Source document
Next year it will be forty years since a bunch of scientists arbitrarily decided what the safe level of cholesterol was in the human body. In 1968, there was NO scientific basis for this diktat. All that was known, as I recount in my book Last Chance to Eat, The Fate of Taste in a Fast Food World, was that too much cholesterol was linked to coronary disease. The safe level was set at 300 milligrams a day. In those days, the egg contained 278 milligrams of cholesterol. So a single egg used up all your approved daily intake of cholesterol. In fact, as was later shown, a food high in cholesterol had no actual impact on a human's cholesterol level -- it is the way the body processes foods that produces cholesterol.

Egg sales plummeted. International heart associations condemned the egg. People ate in fear of the egg. It wouldn't be until 1999 that a study sponsored by the Harvard School of Public Health cleared the egg as safe to eat. But the damage was done. People remain scared of eggs.

In the meantime, the fear of the egg had been enhanced by the discovery that a bad bacteria, Salmonella E, had penetrated the the egg causing sickness. Word went out NEVER to eat a raw egg. Many great foods are made with raw eggs, steak tartare, chocolate mousse, meringues are cooked at too low a level to destroy bacteria etc.....The result is that eggs began to be pasteurized. Just as pasteurization diminishes the taste of milk so it diminishes the taste of eggs. Hollandaise sauce, one of the great mother sauces, tastes entirely different made from pasteurized eggs.

Buying LOCAL is now the only way to insure that you're getting vrai eggs because eggs do not have to be labelled pasteurized.

Information supplied
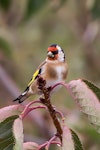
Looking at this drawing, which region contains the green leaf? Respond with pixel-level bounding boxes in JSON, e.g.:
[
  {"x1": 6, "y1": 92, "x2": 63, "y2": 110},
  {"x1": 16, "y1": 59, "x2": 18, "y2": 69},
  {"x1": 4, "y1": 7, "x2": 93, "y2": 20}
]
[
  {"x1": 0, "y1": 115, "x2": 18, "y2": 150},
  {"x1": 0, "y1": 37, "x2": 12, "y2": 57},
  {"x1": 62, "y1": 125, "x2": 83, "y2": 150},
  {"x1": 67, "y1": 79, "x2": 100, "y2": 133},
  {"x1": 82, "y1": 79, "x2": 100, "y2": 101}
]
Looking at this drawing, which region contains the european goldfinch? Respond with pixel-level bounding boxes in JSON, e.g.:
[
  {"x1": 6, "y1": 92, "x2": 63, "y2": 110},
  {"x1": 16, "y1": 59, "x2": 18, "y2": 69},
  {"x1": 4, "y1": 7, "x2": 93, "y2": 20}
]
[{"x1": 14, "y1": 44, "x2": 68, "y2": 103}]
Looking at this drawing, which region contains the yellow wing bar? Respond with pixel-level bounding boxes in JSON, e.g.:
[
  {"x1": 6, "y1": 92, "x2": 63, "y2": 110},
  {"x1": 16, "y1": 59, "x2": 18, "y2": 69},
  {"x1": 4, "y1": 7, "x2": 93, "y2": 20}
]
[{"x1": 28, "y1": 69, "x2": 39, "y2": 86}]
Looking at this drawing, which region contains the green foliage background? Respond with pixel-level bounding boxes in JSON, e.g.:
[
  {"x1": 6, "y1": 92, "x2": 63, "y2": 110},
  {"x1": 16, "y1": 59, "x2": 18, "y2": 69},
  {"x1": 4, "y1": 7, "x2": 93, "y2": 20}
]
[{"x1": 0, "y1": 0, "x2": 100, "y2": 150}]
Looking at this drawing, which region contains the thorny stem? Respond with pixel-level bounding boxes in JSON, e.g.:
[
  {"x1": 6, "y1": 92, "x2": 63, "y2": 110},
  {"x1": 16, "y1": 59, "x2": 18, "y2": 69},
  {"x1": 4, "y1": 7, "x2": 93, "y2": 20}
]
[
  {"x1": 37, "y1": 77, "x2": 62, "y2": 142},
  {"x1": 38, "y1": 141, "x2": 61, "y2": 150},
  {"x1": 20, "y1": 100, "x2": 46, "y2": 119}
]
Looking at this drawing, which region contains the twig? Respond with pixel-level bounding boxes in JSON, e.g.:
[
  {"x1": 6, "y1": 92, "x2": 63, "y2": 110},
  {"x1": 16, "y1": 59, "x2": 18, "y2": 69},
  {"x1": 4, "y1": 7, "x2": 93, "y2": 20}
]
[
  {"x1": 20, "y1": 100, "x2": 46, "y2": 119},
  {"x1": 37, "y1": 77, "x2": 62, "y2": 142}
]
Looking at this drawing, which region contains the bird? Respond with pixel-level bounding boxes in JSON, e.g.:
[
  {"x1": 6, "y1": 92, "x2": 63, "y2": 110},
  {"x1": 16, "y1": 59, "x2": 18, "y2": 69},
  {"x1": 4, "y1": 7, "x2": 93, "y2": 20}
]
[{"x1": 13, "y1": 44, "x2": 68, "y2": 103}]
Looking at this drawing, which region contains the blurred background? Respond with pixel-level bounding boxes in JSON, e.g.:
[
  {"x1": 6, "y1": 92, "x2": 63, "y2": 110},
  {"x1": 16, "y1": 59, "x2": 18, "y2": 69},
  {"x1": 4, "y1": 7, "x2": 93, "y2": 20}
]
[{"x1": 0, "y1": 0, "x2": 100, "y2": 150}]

Exercise prompt
Answer these questions using the article on eggs and cholesterol:
1. What daily safe level of cholesterol was set in 1968?
2. Who sponsored the 1999 study that cleared the egg as safe to eat?
3. Which sauce tastes entirely different when made from pasteurized eggs?

Completed task
1. 300 milligrams a day.
2. The Harvard School of Public Health.
3. Hollandaise sauce.